* _GIVEN REQUEST_
Lines before the one containing "Task: where can the transparent" are excluded; reproduce that line and all lines after it in the entries below, exactly.

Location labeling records
▼

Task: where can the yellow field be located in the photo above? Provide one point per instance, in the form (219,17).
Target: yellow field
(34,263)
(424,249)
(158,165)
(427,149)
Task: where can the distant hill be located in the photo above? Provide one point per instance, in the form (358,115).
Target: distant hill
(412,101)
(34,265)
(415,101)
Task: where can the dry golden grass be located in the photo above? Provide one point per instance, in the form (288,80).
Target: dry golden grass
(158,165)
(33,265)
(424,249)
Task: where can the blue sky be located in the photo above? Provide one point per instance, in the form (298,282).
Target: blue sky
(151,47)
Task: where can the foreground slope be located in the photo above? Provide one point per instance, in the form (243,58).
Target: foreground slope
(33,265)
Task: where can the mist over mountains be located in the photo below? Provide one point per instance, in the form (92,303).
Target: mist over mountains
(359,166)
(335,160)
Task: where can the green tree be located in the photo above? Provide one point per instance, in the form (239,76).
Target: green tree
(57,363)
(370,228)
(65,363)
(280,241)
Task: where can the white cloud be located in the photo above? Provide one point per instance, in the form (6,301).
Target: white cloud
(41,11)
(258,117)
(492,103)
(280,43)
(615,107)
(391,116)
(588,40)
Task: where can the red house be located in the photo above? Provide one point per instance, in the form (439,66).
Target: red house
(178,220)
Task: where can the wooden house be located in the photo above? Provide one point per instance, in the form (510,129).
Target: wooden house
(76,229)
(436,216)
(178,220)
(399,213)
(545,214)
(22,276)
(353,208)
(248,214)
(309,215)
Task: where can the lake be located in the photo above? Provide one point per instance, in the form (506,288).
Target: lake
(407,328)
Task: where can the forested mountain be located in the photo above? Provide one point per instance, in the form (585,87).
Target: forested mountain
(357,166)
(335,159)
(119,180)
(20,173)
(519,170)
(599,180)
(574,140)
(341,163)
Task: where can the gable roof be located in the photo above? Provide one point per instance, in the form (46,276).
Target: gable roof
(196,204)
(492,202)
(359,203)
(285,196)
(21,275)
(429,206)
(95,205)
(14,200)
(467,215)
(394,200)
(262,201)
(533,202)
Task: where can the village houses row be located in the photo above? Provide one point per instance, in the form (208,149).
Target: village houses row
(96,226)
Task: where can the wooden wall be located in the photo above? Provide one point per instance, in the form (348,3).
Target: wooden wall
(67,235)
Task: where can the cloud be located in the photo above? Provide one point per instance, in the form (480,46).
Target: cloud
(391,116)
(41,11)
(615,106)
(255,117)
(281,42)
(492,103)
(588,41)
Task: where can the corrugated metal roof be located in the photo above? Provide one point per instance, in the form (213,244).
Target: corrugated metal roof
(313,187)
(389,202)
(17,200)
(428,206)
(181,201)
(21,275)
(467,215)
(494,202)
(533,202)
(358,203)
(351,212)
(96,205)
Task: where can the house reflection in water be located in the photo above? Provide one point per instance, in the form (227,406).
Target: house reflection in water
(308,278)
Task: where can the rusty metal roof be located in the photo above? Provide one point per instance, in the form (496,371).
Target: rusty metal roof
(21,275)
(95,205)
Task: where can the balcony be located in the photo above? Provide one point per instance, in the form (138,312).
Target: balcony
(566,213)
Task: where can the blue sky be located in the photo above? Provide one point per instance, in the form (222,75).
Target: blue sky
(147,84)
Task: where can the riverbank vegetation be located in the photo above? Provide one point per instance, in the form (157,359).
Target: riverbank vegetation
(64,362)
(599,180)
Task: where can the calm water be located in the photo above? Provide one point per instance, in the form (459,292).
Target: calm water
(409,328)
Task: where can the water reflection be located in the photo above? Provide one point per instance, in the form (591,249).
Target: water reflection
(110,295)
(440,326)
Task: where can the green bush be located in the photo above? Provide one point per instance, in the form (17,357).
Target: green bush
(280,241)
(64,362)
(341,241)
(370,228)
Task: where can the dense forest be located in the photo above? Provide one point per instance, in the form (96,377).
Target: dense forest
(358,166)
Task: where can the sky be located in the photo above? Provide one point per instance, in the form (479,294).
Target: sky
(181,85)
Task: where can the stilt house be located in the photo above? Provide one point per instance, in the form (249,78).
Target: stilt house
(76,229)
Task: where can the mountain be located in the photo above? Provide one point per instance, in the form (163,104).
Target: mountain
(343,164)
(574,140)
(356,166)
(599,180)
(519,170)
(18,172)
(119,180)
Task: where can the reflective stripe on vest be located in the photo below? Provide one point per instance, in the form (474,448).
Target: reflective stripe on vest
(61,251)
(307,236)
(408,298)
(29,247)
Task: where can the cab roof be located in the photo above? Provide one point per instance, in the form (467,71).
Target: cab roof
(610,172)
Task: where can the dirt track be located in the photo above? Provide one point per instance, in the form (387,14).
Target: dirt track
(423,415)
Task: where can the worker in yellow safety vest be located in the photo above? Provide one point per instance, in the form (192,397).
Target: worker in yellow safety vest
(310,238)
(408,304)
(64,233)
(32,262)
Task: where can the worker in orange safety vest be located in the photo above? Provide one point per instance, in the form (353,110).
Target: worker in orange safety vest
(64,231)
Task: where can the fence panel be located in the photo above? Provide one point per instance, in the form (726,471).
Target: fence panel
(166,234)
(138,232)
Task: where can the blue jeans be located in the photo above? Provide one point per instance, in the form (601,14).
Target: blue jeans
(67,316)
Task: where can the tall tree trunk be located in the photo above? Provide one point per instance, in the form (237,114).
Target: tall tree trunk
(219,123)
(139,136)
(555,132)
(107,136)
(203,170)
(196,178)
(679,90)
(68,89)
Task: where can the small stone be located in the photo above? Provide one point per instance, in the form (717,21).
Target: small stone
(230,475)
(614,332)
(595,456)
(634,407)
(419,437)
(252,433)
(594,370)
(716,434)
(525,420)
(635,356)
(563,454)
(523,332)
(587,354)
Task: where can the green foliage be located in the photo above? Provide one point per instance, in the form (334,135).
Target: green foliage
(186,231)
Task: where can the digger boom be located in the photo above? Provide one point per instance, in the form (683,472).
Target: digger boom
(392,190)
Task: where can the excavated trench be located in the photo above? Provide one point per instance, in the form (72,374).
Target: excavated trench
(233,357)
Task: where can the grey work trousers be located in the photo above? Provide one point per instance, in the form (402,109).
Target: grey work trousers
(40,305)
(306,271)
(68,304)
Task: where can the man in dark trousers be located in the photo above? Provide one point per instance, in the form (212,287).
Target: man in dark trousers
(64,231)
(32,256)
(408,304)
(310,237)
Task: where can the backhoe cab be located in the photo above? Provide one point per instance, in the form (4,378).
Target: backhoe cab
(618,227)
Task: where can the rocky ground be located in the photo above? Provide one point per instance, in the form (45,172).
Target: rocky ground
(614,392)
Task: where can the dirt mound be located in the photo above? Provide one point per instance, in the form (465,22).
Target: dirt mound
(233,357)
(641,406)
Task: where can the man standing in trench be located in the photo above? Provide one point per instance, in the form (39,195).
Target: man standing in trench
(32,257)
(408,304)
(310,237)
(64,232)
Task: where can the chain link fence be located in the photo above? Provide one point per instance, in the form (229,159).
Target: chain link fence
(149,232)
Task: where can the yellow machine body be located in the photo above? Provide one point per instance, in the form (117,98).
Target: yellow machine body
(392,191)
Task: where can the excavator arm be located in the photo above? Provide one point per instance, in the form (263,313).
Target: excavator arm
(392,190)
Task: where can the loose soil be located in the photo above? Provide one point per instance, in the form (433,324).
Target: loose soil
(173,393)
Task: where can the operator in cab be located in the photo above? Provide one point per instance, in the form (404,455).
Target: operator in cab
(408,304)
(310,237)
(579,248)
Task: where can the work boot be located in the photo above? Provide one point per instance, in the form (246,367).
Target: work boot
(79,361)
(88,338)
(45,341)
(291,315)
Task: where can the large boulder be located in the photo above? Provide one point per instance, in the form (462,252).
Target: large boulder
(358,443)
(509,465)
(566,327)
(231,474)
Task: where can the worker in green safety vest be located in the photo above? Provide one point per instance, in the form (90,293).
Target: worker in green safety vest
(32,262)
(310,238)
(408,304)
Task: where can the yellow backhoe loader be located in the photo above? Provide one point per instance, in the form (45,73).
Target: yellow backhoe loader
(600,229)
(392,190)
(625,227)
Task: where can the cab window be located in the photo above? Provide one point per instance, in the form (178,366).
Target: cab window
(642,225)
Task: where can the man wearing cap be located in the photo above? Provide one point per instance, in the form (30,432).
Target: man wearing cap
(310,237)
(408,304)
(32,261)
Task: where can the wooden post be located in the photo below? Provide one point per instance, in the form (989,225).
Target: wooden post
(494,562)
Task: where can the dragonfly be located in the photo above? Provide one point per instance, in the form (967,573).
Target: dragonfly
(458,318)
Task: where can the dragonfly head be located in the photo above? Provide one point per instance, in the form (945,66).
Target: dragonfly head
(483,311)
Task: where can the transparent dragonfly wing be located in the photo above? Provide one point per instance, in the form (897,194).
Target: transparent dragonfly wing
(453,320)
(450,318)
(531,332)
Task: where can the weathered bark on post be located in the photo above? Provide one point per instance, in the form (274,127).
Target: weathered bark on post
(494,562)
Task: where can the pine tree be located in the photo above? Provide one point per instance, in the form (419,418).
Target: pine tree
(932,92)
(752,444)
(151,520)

▲

* _FINISHED ANSWER_
Task: where can the transparent dragonfly wing be located in the photo above? Provide one point per instance, in the form (897,194).
Target: transparent dragonfly wing
(453,320)
(450,318)
(531,332)
Task: where can the weathered bark on post be located in the photo above? Provide one point per instance, in the form (274,127).
Target: weathered bark on post
(494,562)
Task: where can the pine tree be located in the photo above? Provide one point per instance, in the form (419,418).
Target: pine tree
(932,92)
(752,444)
(151,520)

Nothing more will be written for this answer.